Der V. Zivilsenat des Bundesgerichtshofs hat
auf die mündliche Verhandlung vom 5. März 1971
unter Mitwirkung
des Senatspräsidenten Dr. Augustin und
der Bundesrichter Dr. Rothe, Dr. Freitag
Dr. Mattern und Dr. Grell
für Recht erkannt:
Tenor:
Die Revision gegen das Urteil des 3. Zivilsenats des Oberlandesgerichts München vom 10. Juli 1968 wird auf Kosten des Beklagten zurückgewiesen.
Tatbestand
Der Kläger und seine Ehefrau sind Eigentümer eines Wohn-, Garten- und Wiesengrundstücks in A., Gemeinde R.: sie haben das rund 700 qm große, mit einem Einfamilienhaus bebaute Anwesen im Jahre 1962 vom Beklagten gekauft. Diesem gehört die ostwärts angrenzende Wiesenparzelle, die etwa 300 qm groß und unbebaut ist. Die Grundstücke liegen, nicht weit vom Westufer des Chiemsees entfernt, inmitten einer Moränenlandschaft mit moorigem Untergrund. Unmittelbar am Nordrand des Grundstücks der Eheleute, von ihm durch einen Graben getrennt, zieht sich Moorgelände hin, während an der westlichen Grundstücksgrenze der (kanalisierte) A. bach entlangfließt. Das Wohnhaus, das der Beklagte 1948 oder 1949 als damaliger Grundstückseigentümer errichtet hat, steht auf einem Pfahlrost.
Am 14., 15. und 16. April 1966 ließ der Beklagte mit Lastkraftwagen 240 Kubikmeter Bauschutt und Aushubmaterial anfahren und auf seiner Wiesenparzelle abladen. Noch während des Aufschüttens kam es an dem letztgenannten Tage im Grundstücksbereich der Parteien und seitlich darüber hinaus zu einer in ost-westlicher Richtung verlaufenden grundbruchartigen Erdbewegung. Innerhalb von drei Stunden rutschte quer über das ganze Grundstück des Klägers und seiner Ehefrau der Boden entlang der Nordkante des Wohnhauses auf das Moorgelände zu in breiter Front ab. Die Erdoberfläche senkte sich dort um 90 cm; der Aiterbach trat über seine Ufer und überschwemmte den nördlichen Grundstücksteil. Am Fundament und in den Mauern des Wohnhauses bildeten sich breite Risse, seine Nordostecke sank ab und die daneben befindliche Versitzgrube sowie ein Kontrollschacht wurden zerstört.
Nach vorausgegangenem Beweissicherungsverfahren, in welchem der Architekt K. ein schriftliches Gutachten erstattet hat (H 17/66 des Amtsgerichts Rosenheim), nimmt der Kläger im vorliegenden Rechtsstreit mit der Behauptung, von seiner Ehefrau zur Prozeßführung ermächtigt worden zu sein, den Beklagten auf Schadensersatz in Anspruch und verlangt Zahlung eines Teilbetrages von 50.000 DM nebst 8 % Zinsen an beide Eheleute zu seinen Händen. Er führt die Schäden am Grundstück und Haus zurück auf die angesichts der schwierigen Bodenverhältnisse unstatthafte Belastung der Nachbarparzelle mit den gewichtigen Schuttmassen. Daß der moorige Untergrund dem nicht standhalten würde, sei dem Beklagten bekannt gewesen, was nicht nur aus seiner eigenen früheren Bauweise (Pfahlgründung), sondern auch daraus hervorgehe, daß er die Grundstückskäufer wiederholt - bei Vertragsabschluß und später - auf die ungünstige Bodenbeschaffenheit hingewiesen habe, die ohne vorherige "Verpfählung" keinerlei Aufschüttungen erlaube; noch bei Beginn und während des Aufschüttens sei der Beklagte von seiner, des Klägers, Ehefrau unter Hinweis auf jene früheren Erklärungen gewarnt worden.

- _AUFGABE A_
Gib jede Zeile der nachfolgenden Auflistung aus, die die Zeichenfolge „cloud“ enthält. Groß- und Kleinschreibung sind dabei zu beachten.

- _DATENSATZINHALT_
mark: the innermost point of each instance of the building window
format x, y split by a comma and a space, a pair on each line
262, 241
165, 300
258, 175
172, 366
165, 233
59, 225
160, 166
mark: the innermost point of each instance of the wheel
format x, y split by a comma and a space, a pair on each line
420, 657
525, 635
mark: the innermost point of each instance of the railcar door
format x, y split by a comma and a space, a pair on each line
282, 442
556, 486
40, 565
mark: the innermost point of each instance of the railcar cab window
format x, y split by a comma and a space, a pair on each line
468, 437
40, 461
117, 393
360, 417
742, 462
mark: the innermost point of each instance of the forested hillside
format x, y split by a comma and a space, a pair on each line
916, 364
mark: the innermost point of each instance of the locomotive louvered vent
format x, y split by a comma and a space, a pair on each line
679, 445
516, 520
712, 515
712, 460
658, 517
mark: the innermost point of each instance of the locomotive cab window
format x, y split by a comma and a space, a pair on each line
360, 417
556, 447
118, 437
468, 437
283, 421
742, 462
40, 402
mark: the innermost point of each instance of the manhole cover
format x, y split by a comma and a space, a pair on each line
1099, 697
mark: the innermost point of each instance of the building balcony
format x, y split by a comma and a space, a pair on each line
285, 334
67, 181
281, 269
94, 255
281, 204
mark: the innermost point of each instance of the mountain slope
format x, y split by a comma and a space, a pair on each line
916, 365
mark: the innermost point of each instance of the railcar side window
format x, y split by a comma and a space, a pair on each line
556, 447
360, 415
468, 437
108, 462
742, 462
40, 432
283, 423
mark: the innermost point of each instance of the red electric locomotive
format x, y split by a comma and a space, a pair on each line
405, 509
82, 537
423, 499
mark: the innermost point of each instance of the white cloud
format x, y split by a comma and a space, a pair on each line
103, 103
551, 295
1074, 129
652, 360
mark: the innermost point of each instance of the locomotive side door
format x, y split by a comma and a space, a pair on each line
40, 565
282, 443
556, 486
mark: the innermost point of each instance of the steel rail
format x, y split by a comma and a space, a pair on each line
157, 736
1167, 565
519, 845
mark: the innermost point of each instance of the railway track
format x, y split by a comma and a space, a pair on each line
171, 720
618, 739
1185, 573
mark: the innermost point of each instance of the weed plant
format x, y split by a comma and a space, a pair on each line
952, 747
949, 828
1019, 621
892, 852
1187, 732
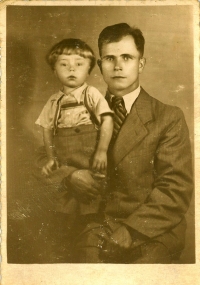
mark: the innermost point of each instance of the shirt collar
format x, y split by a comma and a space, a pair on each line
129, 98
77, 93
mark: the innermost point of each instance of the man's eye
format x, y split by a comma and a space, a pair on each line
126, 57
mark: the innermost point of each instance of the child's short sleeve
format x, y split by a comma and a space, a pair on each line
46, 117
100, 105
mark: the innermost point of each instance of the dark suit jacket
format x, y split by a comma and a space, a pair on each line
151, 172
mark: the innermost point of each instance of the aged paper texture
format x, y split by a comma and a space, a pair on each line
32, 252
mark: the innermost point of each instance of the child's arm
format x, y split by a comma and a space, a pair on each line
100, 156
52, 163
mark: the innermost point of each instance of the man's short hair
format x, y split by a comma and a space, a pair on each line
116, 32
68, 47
--
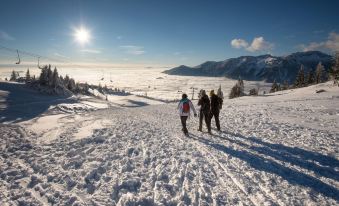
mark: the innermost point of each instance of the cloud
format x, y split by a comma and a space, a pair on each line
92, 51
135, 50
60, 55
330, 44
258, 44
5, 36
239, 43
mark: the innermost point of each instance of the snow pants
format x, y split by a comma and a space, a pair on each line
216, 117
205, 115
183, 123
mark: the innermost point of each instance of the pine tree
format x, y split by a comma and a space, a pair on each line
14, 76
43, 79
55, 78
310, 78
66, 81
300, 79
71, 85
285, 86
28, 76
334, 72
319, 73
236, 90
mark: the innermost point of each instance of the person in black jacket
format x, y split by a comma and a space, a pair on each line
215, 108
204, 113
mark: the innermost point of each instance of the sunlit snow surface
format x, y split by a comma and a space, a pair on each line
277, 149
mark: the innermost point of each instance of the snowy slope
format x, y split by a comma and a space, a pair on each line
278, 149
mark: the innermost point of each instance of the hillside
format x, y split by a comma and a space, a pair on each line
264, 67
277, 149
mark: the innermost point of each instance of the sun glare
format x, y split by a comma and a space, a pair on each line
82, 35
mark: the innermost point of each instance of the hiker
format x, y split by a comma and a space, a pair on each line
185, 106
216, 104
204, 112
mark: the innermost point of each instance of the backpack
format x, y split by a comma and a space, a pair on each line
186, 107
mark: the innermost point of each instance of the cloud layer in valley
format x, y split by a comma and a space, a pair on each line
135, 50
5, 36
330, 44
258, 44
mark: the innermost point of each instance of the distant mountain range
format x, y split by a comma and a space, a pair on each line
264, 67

- _AUFGABE B_
Welche Menge an Material ließ der Beklagte laut Textauszug im April 1966 auf seiner Wiesenparzelle abladen?

- _ERGEBNIS A_
mark: the innermost point of each instance of the white cloud
mark: the innermost point of each instance of the cloud
mark: the innermost point of each instance of the cloud layer in valley

- _ERGEBNIS B_
240 Kubikmeter Bauschutt und Aushubmaterial.